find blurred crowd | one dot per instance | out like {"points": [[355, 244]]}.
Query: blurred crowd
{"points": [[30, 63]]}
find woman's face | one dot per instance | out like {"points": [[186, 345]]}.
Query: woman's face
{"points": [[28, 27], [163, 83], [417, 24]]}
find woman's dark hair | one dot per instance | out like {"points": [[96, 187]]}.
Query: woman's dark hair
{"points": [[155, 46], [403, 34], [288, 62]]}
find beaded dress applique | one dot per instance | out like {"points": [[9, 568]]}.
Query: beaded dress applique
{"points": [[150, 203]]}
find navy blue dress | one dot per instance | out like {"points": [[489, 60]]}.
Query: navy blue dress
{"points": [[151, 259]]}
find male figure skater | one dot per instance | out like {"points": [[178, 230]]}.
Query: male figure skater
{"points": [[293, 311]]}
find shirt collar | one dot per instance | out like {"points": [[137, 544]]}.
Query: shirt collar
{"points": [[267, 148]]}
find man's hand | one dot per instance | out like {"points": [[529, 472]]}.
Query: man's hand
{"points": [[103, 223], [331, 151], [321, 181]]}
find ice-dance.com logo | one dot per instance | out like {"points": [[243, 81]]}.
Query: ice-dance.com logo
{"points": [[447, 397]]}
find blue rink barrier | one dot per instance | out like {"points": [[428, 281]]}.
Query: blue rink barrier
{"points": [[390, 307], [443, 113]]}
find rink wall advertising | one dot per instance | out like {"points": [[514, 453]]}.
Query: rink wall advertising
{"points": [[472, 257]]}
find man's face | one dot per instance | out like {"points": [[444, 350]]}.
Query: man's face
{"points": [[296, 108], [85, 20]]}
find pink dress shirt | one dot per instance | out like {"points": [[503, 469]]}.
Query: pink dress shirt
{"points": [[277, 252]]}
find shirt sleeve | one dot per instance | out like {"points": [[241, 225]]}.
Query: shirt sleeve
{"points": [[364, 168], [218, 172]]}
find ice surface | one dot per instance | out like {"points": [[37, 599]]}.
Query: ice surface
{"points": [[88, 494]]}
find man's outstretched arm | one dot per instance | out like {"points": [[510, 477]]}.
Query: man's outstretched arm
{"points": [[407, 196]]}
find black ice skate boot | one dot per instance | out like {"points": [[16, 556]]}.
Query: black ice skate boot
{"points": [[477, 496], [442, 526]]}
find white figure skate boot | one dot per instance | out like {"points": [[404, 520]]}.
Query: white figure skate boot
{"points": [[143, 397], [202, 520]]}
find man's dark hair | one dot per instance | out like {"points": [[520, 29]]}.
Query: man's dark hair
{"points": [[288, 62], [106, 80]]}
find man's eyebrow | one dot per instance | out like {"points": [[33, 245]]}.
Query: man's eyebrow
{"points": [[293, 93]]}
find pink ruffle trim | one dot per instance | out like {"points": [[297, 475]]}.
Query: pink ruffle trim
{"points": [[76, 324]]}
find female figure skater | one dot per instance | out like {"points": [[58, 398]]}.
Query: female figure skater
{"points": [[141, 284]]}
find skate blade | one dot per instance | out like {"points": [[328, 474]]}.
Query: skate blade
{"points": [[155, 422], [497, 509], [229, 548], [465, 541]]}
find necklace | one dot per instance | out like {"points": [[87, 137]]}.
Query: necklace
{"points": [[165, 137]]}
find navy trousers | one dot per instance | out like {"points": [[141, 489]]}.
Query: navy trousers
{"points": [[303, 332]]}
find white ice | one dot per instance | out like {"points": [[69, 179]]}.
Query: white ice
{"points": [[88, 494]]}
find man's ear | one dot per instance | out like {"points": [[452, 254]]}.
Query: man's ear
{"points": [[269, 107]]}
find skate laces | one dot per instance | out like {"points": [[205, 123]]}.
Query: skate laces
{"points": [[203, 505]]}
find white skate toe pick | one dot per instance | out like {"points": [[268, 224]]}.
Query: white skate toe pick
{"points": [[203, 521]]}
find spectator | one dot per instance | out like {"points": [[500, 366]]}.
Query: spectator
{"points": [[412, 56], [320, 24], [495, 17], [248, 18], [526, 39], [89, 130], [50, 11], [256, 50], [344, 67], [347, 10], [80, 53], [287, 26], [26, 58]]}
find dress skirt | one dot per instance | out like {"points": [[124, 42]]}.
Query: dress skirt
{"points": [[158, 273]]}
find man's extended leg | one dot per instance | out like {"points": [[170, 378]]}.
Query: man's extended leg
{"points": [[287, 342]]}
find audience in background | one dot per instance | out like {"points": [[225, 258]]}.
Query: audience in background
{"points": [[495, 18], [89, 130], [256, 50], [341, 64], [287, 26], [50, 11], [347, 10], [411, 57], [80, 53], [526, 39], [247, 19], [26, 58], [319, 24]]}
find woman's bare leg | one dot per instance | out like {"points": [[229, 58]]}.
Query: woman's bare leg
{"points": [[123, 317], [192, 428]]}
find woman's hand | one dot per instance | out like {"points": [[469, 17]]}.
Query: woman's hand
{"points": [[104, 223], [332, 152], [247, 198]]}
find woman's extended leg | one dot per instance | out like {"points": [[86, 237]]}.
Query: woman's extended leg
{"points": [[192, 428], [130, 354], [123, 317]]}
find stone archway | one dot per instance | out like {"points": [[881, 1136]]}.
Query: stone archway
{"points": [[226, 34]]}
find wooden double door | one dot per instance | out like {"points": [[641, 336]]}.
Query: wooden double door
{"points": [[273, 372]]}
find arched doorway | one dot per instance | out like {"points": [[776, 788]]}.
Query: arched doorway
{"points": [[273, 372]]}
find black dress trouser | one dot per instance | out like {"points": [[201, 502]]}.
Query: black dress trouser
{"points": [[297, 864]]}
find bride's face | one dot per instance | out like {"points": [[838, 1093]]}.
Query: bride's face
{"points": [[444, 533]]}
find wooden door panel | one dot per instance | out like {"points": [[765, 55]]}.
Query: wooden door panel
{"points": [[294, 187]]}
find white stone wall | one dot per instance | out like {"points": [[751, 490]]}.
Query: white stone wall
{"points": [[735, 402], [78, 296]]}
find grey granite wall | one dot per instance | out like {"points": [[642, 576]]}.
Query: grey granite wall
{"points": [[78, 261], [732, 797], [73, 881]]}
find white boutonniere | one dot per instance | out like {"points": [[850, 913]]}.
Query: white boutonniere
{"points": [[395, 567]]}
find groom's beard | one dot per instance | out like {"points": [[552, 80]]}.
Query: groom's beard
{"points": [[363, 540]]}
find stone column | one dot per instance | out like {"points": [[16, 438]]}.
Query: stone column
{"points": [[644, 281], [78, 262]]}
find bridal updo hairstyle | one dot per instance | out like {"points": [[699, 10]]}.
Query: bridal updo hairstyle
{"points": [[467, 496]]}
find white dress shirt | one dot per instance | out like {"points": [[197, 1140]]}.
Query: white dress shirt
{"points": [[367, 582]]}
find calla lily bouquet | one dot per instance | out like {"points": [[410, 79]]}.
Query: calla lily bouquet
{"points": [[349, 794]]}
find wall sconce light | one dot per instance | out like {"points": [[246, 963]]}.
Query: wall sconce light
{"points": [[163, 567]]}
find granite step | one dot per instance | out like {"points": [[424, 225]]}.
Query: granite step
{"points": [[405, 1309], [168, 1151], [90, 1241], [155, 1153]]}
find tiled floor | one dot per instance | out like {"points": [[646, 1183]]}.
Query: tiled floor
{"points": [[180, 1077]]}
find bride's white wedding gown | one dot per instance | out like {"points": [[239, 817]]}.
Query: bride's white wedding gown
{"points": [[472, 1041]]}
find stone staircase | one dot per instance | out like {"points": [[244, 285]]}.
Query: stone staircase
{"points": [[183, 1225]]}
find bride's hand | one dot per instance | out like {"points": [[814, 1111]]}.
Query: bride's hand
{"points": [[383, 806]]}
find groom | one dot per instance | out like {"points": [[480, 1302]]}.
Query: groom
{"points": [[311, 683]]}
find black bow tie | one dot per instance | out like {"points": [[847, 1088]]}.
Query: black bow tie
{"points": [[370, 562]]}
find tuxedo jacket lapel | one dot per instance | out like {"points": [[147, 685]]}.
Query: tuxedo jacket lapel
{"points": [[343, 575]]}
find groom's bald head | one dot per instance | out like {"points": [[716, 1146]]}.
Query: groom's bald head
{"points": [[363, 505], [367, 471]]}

■ ■ ■

§ STATED GOAL
Could you quote word for word the part of the entries above that opens with the line containing "find black bow" and runs through the last entry, including both of those lines?

§ RESULT
find black bow tie | one dot per instance | out like {"points": [[847, 1088]]}.
Query: black bow tie
{"points": [[370, 562]]}
find tuxedo jacket lapel | one dot per instance | out like {"points": [[147, 685]]}.
Query: tuxedo jacket lapel
{"points": [[343, 575]]}
find groom's bald head | one dot per instance | out like {"points": [[716, 1146]]}.
Query: groom's bald head
{"points": [[363, 505], [367, 471]]}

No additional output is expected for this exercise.